Task requirements:
Copy from the first line below down to and including the line with "positive clicks: (49, 167)". Skip the pictures.

Material shown:
━━━━━━━━

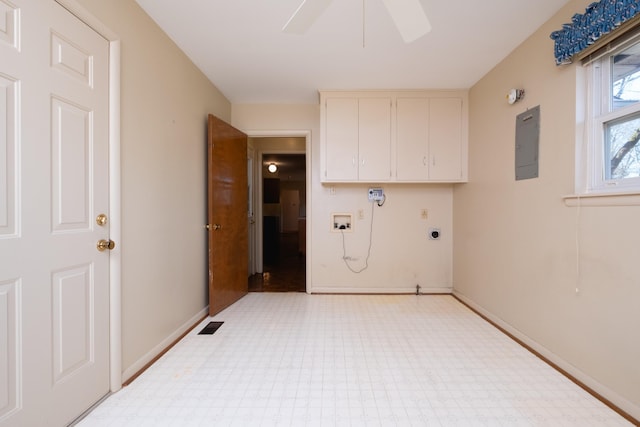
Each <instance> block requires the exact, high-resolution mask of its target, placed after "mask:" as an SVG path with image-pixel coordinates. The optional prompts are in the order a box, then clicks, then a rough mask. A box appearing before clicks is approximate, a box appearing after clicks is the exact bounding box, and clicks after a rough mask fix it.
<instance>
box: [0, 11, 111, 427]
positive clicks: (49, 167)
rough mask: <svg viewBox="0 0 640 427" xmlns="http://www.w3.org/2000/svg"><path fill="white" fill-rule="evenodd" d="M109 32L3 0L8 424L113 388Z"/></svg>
mask: <svg viewBox="0 0 640 427" xmlns="http://www.w3.org/2000/svg"><path fill="white" fill-rule="evenodd" d="M108 61H109V45H108V42H107V41H106V40H105V39H103V38H102V37H101V36H99V35H98V34H97V33H95V32H94V31H93V30H91V29H90V28H89V27H88V26H86V25H84V24H83V23H81V22H80V21H79V20H78V19H76V18H75V17H73V16H72V15H71V14H70V13H68V12H67V11H66V10H64V9H63V8H62V7H61V6H59V5H58V4H57V3H55V2H54V1H53V0H0V426H2V427H5V426H18V425H19V426H31V425H34V426H35V425H47V426H58V425H66V424H67V423H69V422H70V421H72V420H73V419H74V418H75V417H76V416H78V415H79V414H80V413H82V412H83V411H84V410H85V409H87V408H88V407H90V406H91V405H92V404H93V403H94V402H96V401H97V400H99V399H100V398H101V397H102V396H103V395H105V394H106V393H107V392H108V390H109V251H108V250H106V251H103V252H100V251H98V250H97V248H96V244H97V242H98V241H99V240H101V239H104V240H108V239H109V222H108V218H107V223H106V224H104V225H99V224H98V223H97V221H96V218H97V217H98V215H100V214H108V208H109V206H108V200H109V198H108V196H109V185H108V183H109V177H108V164H109V158H108V106H109V105H108V79H109V76H108Z"/></svg>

━━━━━━━━

Response below:
Each <instance> block requires the exact, high-resolution mask of its target, placed after "mask:" as an SVG path with image-pixel coordinates. The optional prompts are in the order a box, then clicks, then a rough mask. A box appearing before clicks is approximate, a box appearing after clicks is the exact bounding box, and clicks after a rough mask fix it.
<instance>
box: [0, 11, 111, 427]
positive clicks: (49, 167)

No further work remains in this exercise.